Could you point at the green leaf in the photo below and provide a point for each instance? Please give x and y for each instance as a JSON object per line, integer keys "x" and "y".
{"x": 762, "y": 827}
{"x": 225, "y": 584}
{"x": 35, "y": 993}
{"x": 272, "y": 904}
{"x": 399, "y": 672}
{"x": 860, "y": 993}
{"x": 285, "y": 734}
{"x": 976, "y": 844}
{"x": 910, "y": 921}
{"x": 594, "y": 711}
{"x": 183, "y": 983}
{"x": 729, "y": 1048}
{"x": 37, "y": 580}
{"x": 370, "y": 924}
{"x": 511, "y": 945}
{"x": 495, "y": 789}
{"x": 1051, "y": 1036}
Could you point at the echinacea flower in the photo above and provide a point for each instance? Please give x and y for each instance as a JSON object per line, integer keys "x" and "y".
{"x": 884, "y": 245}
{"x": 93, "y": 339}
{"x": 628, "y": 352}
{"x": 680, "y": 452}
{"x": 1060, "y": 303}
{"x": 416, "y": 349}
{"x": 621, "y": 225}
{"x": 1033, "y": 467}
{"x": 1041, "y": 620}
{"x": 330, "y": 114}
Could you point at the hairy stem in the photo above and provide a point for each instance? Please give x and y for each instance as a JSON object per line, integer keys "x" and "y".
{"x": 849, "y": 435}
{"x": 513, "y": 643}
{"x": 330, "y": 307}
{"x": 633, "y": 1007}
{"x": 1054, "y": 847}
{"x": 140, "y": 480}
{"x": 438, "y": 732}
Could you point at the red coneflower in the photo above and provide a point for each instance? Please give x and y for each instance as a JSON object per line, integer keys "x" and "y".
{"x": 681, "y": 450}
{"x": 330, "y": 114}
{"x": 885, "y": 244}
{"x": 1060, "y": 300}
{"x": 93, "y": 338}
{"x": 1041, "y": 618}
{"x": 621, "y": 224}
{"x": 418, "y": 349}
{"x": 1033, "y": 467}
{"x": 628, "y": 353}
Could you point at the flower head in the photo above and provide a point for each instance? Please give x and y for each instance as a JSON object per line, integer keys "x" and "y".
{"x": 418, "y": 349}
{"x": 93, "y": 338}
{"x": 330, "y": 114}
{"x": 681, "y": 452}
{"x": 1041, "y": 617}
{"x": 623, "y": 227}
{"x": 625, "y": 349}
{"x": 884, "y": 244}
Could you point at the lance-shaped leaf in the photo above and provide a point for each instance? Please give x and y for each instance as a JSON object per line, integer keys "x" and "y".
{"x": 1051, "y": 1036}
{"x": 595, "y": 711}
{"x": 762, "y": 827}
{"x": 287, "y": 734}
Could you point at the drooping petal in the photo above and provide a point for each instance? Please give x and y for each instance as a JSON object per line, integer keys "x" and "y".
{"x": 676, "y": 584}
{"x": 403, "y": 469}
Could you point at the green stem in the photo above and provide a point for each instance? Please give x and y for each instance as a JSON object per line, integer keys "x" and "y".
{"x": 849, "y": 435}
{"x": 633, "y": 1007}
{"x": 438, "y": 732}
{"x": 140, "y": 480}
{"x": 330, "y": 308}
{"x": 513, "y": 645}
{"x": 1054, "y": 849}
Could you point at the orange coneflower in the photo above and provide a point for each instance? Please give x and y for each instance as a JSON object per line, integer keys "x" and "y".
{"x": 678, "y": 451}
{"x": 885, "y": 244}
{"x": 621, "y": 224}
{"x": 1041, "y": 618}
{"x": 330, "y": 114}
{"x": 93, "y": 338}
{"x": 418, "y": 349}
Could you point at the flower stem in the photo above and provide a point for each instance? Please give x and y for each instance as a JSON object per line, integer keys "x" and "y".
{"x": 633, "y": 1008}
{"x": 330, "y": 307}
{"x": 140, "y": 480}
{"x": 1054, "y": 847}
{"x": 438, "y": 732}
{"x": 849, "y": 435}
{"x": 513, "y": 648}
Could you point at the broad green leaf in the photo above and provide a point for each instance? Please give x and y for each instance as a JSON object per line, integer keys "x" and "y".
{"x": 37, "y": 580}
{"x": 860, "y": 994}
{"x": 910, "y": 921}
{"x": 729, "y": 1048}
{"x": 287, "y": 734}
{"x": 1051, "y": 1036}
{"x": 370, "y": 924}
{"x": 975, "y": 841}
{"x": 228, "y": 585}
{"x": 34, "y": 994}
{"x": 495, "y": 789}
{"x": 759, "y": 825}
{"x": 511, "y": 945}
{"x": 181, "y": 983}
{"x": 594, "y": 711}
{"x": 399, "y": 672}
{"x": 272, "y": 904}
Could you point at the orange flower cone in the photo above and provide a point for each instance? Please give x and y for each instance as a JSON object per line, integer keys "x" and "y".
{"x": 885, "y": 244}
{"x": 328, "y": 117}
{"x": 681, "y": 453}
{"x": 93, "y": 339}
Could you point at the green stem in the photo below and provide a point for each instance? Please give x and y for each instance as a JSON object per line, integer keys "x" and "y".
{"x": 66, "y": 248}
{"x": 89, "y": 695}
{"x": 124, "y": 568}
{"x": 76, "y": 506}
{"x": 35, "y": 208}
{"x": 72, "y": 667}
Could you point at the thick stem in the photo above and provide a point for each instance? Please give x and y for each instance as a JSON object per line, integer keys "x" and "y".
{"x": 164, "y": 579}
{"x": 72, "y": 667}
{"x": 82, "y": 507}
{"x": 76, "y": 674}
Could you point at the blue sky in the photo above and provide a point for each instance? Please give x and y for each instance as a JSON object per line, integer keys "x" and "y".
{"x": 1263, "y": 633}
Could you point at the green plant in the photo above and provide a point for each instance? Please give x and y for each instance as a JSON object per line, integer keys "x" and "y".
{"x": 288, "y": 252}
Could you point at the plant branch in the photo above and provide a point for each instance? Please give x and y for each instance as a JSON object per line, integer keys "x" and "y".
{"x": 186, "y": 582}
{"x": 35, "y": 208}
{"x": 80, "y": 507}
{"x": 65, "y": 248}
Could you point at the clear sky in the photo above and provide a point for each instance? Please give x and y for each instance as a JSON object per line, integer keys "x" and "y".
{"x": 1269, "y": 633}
--
Brief: Your task is to repeat the data exactly; please include every line.

Response to the task:
Could you point at the green leaf in the photo below and provide a point for each instance? Please give x and y for each instance as a JSON object per line, integer keys "x" and "y".
{"x": 762, "y": 827}
{"x": 225, "y": 584}
{"x": 35, "y": 993}
{"x": 272, "y": 904}
{"x": 399, "y": 672}
{"x": 860, "y": 993}
{"x": 285, "y": 734}
{"x": 976, "y": 844}
{"x": 910, "y": 921}
{"x": 594, "y": 711}
{"x": 183, "y": 983}
{"x": 729, "y": 1048}
{"x": 37, "y": 580}
{"x": 370, "y": 924}
{"x": 511, "y": 945}
{"x": 495, "y": 789}
{"x": 1051, "y": 1036}
Could you point at the echinacea flower in the photo above and provide a point for each instance? Please give x and y for each instance as a JSON object per line, integer keys "x" and "y".
{"x": 884, "y": 245}
{"x": 93, "y": 339}
{"x": 628, "y": 352}
{"x": 680, "y": 452}
{"x": 1060, "y": 303}
{"x": 416, "y": 349}
{"x": 621, "y": 225}
{"x": 1033, "y": 467}
{"x": 1041, "y": 620}
{"x": 330, "y": 114}
Could you point at the hairy stem in the photo above and provide a point for each instance? Please give x and y for each instance as a JSON object per line, integer keys "x" and "y".
{"x": 849, "y": 435}
{"x": 513, "y": 643}
{"x": 330, "y": 307}
{"x": 633, "y": 1007}
{"x": 1054, "y": 847}
{"x": 140, "y": 480}
{"x": 438, "y": 732}
Could you point at the red coneflower in the photo above and provide a point for each instance? Please give x and y for each instance as a JSON object per line, integer keys "x" and "y".
{"x": 681, "y": 450}
{"x": 330, "y": 114}
{"x": 885, "y": 244}
{"x": 1060, "y": 300}
{"x": 93, "y": 338}
{"x": 1041, "y": 618}
{"x": 621, "y": 224}
{"x": 418, "y": 349}
{"x": 1033, "y": 467}
{"x": 628, "y": 353}
Could you point at the flower head in the photo above and provide a point for each instance? Please give x and y for each instance as a JSON object per line, integer keys "x" and "y".
{"x": 418, "y": 349}
{"x": 93, "y": 338}
{"x": 330, "y": 114}
{"x": 681, "y": 452}
{"x": 1041, "y": 617}
{"x": 623, "y": 227}
{"x": 625, "y": 349}
{"x": 884, "y": 244}
Could you point at the lance-shaped leaf in the photo above and provide a point for each instance? Please give x and y for each instance as a JSON object per line, integer keys "x" and "y".
{"x": 1051, "y": 1036}
{"x": 595, "y": 711}
{"x": 762, "y": 827}
{"x": 287, "y": 734}
Could you point at the drooping petal in the photo above and provide a point for each instance? Please give x and y for each instance as a JSON object per line, integer keys "x" and "y".
{"x": 676, "y": 584}
{"x": 403, "y": 469}
Could you point at the green stem in the photo above and provide a point for each instance? Please give x and y for each instance as a JSON object per line, integer keys "x" and "y".
{"x": 849, "y": 435}
{"x": 633, "y": 1007}
{"x": 438, "y": 732}
{"x": 140, "y": 480}
{"x": 330, "y": 308}
{"x": 513, "y": 645}
{"x": 1054, "y": 849}
Could you point at the orange coneflower in the photo above and provide a point for each instance? Please give x and y for each instance as a JSON object per line, integer keys "x" and "y".
{"x": 678, "y": 451}
{"x": 885, "y": 244}
{"x": 621, "y": 224}
{"x": 1041, "y": 618}
{"x": 330, "y": 114}
{"x": 93, "y": 338}
{"x": 418, "y": 349}
Could you point at the flower stem in the photo above and provide a point for each instance? Please give x and y for each instance as a JSON object per line, integer keys "x" and "y".
{"x": 633, "y": 1008}
{"x": 330, "y": 307}
{"x": 140, "y": 480}
{"x": 1054, "y": 847}
{"x": 438, "y": 732}
{"x": 849, "y": 435}
{"x": 513, "y": 648}
Could you point at the broad green leaf in the photo above and provide a point for each instance? Please give x and y for each instance as a JSON object per line, integer keys "x" and "y".
{"x": 37, "y": 580}
{"x": 860, "y": 994}
{"x": 910, "y": 921}
{"x": 729, "y": 1048}
{"x": 287, "y": 734}
{"x": 1051, "y": 1036}
{"x": 370, "y": 924}
{"x": 975, "y": 841}
{"x": 228, "y": 585}
{"x": 34, "y": 994}
{"x": 495, "y": 789}
{"x": 759, "y": 825}
{"x": 511, "y": 945}
{"x": 181, "y": 983}
{"x": 594, "y": 711}
{"x": 399, "y": 672}
{"x": 272, "y": 904}
Could you point at the orange flower cone in the photo above and provide a point for each instance? Please give x and y for each instance as a JSON object per line, integer keys "x" and "y".
{"x": 885, "y": 244}
{"x": 328, "y": 117}
{"x": 681, "y": 453}
{"x": 93, "y": 339}
Could you point at the green stem in the photo below and provide a point for each instance? Please give x and y for each instance as a JSON object per line, integer keys "x" and "y".
{"x": 66, "y": 248}
{"x": 89, "y": 695}
{"x": 124, "y": 568}
{"x": 76, "y": 506}
{"x": 35, "y": 208}
{"x": 72, "y": 667}
Could you point at the thick stem in the photo above and provide a point for each instance? Please give x and y for each instance as a JSON object per line, integer keys "x" and "y".
{"x": 164, "y": 579}
{"x": 72, "y": 667}
{"x": 82, "y": 507}
{"x": 76, "y": 674}
Could you point at the blue sky in the photo above and provide a point for each instance? Please give x and y for each instance as a JSON object per line, integer keys "x" and "y".
{"x": 1263, "y": 633}
Could you point at the green plant in the photo above and provide a point for each instance? Please give x and y for each instance as a JSON object per line, integer keys "x" and "y".
{"x": 288, "y": 252}
Could you point at the plant branch in the photo above and provide a point for each instance? Please give x and y for each instance as a JSON object per line, integer keys "x" and "y".
{"x": 186, "y": 582}
{"x": 35, "y": 208}
{"x": 80, "y": 507}
{"x": 65, "y": 248}
Could you point at the clear sky in the photo above and provide a point for each instance? Please give x and y for each instance as a JSON object per line, integer keys "x" and "y".
{"x": 1269, "y": 633}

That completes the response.